*** Data ***

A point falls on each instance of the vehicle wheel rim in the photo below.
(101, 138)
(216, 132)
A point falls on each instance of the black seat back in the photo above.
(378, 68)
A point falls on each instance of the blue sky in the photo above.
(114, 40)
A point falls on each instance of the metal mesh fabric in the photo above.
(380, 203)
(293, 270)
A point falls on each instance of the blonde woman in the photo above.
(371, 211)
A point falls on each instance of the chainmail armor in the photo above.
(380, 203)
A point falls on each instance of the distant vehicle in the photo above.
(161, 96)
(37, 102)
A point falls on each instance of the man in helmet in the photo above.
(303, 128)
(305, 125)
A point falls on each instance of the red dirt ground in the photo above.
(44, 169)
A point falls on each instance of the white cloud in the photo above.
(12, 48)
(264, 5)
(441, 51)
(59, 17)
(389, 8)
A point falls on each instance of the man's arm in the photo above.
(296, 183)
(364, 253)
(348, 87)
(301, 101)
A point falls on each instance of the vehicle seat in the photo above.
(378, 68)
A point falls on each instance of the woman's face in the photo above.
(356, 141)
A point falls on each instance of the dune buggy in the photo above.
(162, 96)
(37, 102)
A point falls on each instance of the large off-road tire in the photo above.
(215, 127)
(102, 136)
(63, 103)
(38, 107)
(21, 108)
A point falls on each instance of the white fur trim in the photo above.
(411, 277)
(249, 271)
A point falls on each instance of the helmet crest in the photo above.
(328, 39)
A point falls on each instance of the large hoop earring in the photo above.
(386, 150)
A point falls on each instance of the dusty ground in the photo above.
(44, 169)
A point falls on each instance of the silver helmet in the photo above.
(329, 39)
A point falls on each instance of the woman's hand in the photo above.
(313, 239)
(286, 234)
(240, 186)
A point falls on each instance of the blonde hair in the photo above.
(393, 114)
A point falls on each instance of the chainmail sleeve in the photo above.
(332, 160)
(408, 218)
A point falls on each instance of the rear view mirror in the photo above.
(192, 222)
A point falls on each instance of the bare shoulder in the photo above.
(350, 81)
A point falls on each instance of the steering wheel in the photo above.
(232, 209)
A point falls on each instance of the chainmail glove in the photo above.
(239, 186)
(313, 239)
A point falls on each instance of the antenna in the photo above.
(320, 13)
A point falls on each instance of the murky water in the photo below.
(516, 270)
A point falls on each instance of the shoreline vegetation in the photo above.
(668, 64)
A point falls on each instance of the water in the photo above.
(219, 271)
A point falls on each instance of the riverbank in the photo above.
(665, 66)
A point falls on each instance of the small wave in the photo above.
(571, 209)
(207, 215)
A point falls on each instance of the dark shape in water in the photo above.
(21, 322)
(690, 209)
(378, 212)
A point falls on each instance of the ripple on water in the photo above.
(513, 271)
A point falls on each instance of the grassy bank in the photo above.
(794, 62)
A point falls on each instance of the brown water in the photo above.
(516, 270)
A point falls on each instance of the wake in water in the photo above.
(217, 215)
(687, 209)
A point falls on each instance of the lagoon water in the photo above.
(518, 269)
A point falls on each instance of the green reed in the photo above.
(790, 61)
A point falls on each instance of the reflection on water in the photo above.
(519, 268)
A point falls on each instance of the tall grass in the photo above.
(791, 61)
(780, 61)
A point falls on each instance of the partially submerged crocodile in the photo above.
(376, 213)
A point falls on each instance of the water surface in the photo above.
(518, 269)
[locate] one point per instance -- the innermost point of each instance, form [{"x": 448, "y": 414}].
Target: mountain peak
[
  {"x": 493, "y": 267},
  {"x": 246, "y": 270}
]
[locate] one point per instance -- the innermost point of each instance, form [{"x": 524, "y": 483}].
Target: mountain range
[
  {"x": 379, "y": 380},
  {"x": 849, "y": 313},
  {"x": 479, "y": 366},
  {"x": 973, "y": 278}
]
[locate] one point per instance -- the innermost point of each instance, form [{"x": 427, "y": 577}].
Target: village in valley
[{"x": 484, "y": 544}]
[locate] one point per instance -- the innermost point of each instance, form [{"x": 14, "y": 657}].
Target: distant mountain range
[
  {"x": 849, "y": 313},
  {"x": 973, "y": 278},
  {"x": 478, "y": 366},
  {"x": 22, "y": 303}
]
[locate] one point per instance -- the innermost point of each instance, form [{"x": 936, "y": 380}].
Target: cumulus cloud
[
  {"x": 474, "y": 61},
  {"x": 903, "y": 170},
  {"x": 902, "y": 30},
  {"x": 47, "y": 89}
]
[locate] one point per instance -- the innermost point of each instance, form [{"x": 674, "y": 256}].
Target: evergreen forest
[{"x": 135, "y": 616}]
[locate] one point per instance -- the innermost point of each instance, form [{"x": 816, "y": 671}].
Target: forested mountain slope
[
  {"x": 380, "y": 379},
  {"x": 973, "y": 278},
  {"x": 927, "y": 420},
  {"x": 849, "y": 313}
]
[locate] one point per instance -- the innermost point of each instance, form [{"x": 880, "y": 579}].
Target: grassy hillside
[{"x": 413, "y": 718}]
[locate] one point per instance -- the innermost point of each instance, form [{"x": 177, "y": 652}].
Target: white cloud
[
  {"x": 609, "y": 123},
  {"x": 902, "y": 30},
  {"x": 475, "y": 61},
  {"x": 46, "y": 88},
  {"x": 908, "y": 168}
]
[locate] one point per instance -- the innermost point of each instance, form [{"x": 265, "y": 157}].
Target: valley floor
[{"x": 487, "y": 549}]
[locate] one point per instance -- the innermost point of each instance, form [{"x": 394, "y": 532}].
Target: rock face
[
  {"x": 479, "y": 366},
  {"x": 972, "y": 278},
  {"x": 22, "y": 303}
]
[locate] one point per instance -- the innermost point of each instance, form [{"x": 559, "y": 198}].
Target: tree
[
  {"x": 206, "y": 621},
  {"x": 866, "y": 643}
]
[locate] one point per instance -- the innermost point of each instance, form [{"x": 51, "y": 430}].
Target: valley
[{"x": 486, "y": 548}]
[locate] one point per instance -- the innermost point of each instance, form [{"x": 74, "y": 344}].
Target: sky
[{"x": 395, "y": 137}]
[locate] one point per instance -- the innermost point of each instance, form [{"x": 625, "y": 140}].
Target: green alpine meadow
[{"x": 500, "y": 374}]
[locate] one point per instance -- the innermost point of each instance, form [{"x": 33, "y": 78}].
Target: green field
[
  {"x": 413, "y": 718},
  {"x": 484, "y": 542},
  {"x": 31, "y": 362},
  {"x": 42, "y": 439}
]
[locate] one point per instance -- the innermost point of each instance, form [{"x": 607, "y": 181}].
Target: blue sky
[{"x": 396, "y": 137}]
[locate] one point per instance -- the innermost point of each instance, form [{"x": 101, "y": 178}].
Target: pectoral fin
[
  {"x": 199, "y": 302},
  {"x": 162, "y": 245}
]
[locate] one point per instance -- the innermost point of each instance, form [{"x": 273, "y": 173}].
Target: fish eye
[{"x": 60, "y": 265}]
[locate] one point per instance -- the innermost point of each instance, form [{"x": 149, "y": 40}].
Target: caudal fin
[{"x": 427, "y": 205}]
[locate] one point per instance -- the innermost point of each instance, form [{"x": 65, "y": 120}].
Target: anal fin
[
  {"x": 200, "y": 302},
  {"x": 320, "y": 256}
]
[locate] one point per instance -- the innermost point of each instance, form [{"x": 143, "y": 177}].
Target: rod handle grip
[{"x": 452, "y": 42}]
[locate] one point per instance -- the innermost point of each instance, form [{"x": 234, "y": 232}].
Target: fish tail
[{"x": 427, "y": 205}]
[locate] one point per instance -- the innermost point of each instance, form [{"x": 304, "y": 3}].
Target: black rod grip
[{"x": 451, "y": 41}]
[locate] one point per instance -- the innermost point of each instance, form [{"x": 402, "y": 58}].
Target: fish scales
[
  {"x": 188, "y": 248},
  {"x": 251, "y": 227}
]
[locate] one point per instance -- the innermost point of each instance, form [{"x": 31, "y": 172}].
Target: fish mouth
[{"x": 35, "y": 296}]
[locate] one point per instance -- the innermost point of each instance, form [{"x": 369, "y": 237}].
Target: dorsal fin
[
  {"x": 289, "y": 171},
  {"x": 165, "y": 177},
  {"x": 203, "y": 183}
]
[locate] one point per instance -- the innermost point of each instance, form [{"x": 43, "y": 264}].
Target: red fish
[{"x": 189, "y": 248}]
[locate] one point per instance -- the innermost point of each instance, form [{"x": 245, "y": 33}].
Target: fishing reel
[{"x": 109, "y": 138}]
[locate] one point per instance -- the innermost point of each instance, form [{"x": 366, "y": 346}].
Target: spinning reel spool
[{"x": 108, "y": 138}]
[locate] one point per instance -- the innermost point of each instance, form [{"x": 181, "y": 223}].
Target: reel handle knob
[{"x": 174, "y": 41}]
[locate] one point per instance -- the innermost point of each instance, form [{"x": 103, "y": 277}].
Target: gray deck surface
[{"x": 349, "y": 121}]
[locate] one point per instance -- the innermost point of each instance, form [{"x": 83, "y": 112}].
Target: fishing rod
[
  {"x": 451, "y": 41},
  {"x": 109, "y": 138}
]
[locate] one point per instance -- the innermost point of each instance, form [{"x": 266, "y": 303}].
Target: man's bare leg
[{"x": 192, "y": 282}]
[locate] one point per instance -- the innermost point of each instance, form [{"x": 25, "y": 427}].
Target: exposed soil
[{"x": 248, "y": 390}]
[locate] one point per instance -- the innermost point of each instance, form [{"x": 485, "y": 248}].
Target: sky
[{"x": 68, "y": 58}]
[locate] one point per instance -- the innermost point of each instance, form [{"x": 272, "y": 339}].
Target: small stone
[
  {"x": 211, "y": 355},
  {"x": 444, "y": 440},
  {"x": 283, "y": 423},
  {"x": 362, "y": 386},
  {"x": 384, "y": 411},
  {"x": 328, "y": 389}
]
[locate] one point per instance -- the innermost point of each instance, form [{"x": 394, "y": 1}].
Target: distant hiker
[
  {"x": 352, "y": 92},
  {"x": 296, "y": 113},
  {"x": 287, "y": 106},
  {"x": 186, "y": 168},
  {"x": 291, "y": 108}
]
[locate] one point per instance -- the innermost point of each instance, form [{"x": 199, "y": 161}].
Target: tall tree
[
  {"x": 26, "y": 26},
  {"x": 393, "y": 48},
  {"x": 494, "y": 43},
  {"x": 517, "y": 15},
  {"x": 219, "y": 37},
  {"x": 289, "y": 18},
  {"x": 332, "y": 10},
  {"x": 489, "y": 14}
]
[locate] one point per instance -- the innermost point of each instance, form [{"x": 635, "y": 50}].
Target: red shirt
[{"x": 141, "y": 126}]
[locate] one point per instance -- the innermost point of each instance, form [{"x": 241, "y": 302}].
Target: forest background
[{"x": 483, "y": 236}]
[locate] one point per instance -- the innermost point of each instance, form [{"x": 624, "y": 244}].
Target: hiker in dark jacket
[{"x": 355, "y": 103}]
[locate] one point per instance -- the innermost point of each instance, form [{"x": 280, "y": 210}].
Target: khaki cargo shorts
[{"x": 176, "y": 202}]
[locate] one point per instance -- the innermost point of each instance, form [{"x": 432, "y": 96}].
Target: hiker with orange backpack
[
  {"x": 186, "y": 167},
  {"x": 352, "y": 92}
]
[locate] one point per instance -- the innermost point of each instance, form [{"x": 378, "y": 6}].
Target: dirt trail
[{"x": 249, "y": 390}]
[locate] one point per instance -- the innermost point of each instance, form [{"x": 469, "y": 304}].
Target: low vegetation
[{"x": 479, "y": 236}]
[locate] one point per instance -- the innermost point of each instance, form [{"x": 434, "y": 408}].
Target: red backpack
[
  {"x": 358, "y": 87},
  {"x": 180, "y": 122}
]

***

Keep only the lines from the one containing "Target: khaki cargo shorts" to the end of the entries, and repeat them exactly.

Target: khaki cargo shorts
[{"x": 176, "y": 202}]
[locate] one point per instance -- the innermost point of each instance, form [{"x": 432, "y": 96}].
Target: hiker with orange backpack
[
  {"x": 186, "y": 167},
  {"x": 352, "y": 92}
]
[locate] one point per instance -- the innermost point of each instance, form [{"x": 378, "y": 6}].
Target: dirt trail
[{"x": 249, "y": 390}]
[locate] one point per instance -- the innermost point of each instance, form [{"x": 469, "y": 304}].
Target: low vegetation
[{"x": 479, "y": 236}]
[locate] one point per instance -- the innermost point of each instance, form [{"x": 434, "y": 408}].
Target: red backpack
[
  {"x": 358, "y": 87},
  {"x": 180, "y": 122}
]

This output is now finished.